**DIRECTIONS FOR THIS TASK:** Give the material again in full, matching it exactly.

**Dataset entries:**
++++++++++++++++++++
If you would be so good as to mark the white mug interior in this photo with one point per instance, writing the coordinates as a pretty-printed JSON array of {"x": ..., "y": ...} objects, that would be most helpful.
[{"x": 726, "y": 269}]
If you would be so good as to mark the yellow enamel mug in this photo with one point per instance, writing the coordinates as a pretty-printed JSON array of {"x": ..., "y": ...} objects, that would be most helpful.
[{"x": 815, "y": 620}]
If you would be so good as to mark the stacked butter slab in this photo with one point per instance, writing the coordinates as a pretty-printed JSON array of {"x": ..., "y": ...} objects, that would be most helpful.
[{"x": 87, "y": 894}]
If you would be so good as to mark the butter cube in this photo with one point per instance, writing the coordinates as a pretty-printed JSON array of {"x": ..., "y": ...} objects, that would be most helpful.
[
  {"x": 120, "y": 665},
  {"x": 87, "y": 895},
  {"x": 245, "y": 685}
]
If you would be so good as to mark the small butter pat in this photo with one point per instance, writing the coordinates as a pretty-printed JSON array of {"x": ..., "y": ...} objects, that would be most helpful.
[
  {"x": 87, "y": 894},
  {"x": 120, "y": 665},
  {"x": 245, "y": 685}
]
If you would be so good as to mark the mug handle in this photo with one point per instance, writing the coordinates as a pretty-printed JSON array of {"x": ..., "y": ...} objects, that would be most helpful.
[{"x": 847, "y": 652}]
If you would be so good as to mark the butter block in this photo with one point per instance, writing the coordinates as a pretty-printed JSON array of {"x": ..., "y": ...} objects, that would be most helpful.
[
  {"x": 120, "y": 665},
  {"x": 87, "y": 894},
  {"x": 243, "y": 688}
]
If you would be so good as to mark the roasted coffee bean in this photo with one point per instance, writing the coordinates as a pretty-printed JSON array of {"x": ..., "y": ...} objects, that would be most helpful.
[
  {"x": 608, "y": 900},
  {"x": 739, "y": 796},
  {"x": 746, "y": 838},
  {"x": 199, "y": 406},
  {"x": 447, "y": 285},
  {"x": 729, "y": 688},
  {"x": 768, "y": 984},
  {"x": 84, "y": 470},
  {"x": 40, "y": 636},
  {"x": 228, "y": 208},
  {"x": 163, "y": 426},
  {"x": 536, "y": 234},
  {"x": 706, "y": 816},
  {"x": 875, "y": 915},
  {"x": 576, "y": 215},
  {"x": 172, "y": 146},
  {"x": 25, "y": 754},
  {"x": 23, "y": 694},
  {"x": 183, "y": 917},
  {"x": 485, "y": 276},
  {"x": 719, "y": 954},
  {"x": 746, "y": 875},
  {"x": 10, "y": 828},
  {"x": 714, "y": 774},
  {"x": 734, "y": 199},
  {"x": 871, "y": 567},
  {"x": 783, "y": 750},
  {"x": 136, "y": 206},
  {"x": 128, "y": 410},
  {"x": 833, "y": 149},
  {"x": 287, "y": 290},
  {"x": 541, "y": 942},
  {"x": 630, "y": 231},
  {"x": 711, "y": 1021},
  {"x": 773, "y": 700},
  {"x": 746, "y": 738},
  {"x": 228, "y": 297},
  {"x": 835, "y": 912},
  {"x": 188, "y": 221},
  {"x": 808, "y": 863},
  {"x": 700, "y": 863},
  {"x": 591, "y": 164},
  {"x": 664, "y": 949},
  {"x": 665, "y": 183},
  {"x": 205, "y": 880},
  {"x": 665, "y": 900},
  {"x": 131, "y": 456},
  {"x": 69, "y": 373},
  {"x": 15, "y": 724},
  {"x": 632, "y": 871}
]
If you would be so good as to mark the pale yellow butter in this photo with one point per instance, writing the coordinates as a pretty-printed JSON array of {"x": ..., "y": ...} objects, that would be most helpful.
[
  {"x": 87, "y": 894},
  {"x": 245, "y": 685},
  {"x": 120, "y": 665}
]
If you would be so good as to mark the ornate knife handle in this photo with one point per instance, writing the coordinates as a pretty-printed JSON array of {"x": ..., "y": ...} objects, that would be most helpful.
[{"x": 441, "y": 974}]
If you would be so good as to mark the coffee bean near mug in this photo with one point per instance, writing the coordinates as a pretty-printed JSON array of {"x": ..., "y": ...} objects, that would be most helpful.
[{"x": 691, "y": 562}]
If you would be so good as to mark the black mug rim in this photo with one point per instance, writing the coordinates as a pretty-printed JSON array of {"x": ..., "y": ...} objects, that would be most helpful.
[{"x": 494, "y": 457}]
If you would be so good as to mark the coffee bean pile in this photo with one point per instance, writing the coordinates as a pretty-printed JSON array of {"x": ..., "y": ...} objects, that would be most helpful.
++++++++++++++++++++
**WRITTEN ANSWER:**
If you would be so good as to mark the white mug interior in this photo with one point per instance, writing the coordinates as a pretty-printed JSON array of {"x": ..., "y": ...} objects, that would be most helpful.
[{"x": 726, "y": 269}]
If you would be so good as to mark the yellow enamel mug in this photo with one point per instance, writing the coordinates as a pretty-printed JSON array of {"x": ..., "y": ...} objects, that would be most helpful.
[{"x": 815, "y": 620}]
If you would be so good as to mark the stacked butter slab in this photo with one point per instance, writing the coordinates as a pretty-printed JSON array of {"x": ..., "y": ...} objects, that would be most helpful.
[{"x": 87, "y": 894}]
If you would be so good as to mark the butter cube in this photo with one point per instance, writing the coordinates as a pretty-printed JSON array of {"x": ..., "y": ...} objects, that would be most helpful.
[
  {"x": 120, "y": 665},
  {"x": 87, "y": 895},
  {"x": 245, "y": 685}
]
If you would be so good as to mark the small butter pat in this photo with one point per instance, writing the coordinates as a pretty-printed JSON array of {"x": ..., "y": ...} objects, that would be most helpful.
[
  {"x": 87, "y": 894},
  {"x": 120, "y": 665},
  {"x": 245, "y": 685}
]
If you would be so good as to mark the mug handle in this photo with one point per instance, writing the coordinates as a pretty-printed JSON array of {"x": ..., "y": ...} objects, that would be most helpful.
[{"x": 847, "y": 652}]
If you would be so good as to mark the butter block in this photo with one point per instance, writing the coordinates as a pretty-printed JSON array of {"x": ..., "y": ...} objects, that would be most helpful.
[
  {"x": 120, "y": 665},
  {"x": 87, "y": 894},
  {"x": 243, "y": 688}
]
If you would be so good as to mark the roasted coffee bean in this photo with one point per instance, writing the coordinates as a pretty-printed JSON array of {"x": ..., "y": ...} objects, that would be most helpful.
[
  {"x": 608, "y": 900},
  {"x": 739, "y": 796},
  {"x": 746, "y": 838},
  {"x": 199, "y": 406},
  {"x": 447, "y": 285},
  {"x": 729, "y": 688},
  {"x": 768, "y": 984},
  {"x": 84, "y": 470},
  {"x": 40, "y": 636},
  {"x": 228, "y": 208},
  {"x": 163, "y": 426},
  {"x": 536, "y": 234},
  {"x": 706, "y": 816},
  {"x": 875, "y": 915},
  {"x": 576, "y": 215},
  {"x": 172, "y": 146},
  {"x": 25, "y": 754},
  {"x": 23, "y": 694},
  {"x": 183, "y": 917},
  {"x": 485, "y": 276},
  {"x": 719, "y": 954},
  {"x": 746, "y": 875},
  {"x": 10, "y": 828},
  {"x": 714, "y": 774},
  {"x": 734, "y": 199},
  {"x": 871, "y": 567},
  {"x": 783, "y": 750},
  {"x": 136, "y": 206},
  {"x": 128, "y": 410},
  {"x": 833, "y": 149},
  {"x": 287, "y": 290},
  {"x": 541, "y": 942},
  {"x": 630, "y": 231},
  {"x": 711, "y": 1021},
  {"x": 773, "y": 700},
  {"x": 746, "y": 738},
  {"x": 228, "y": 297},
  {"x": 835, "y": 912},
  {"x": 188, "y": 221},
  {"x": 808, "y": 863},
  {"x": 700, "y": 863},
  {"x": 591, "y": 164},
  {"x": 664, "y": 949},
  {"x": 665, "y": 183},
  {"x": 205, "y": 880},
  {"x": 665, "y": 900},
  {"x": 131, "y": 456},
  {"x": 69, "y": 373},
  {"x": 15, "y": 724},
  {"x": 632, "y": 871}
]
If you would be so good as to mark the pale yellow butter in this photo with one point per instance, writing the coordinates as a pretty-printed JSON array of {"x": ..., "y": ...} objects, that would be most helpful.
[
  {"x": 87, "y": 894},
  {"x": 245, "y": 685},
  {"x": 120, "y": 665}
]
If you would be so good as to mark the ornate knife handle in this photo with one point per instance, writing the coordinates as a pretty-printed JSON array of {"x": ..., "y": ...} objects, that would be most helpful.
[{"x": 441, "y": 974}]
If you would be so good as to mark the coffee bean near mug in this photo with one point per instance, writing the coordinates as a pretty-printed JSON array of {"x": ..., "y": ...} objects, that would be most helpful.
[{"x": 691, "y": 562}]
If you would be so good as to mark the black mug rim in this photo with one point per instance, writing the coordinates as a pretty-printed JSON array of {"x": ..., "y": ...} objects, that would be most helpful.
[{"x": 494, "y": 457}]
If you would be so good as to mark the coffee bean pile in this photo with one point per instance, writing the coordinates as a pretty-printed JSON array of {"x": ..., "y": ...} objects, that would be most helpful.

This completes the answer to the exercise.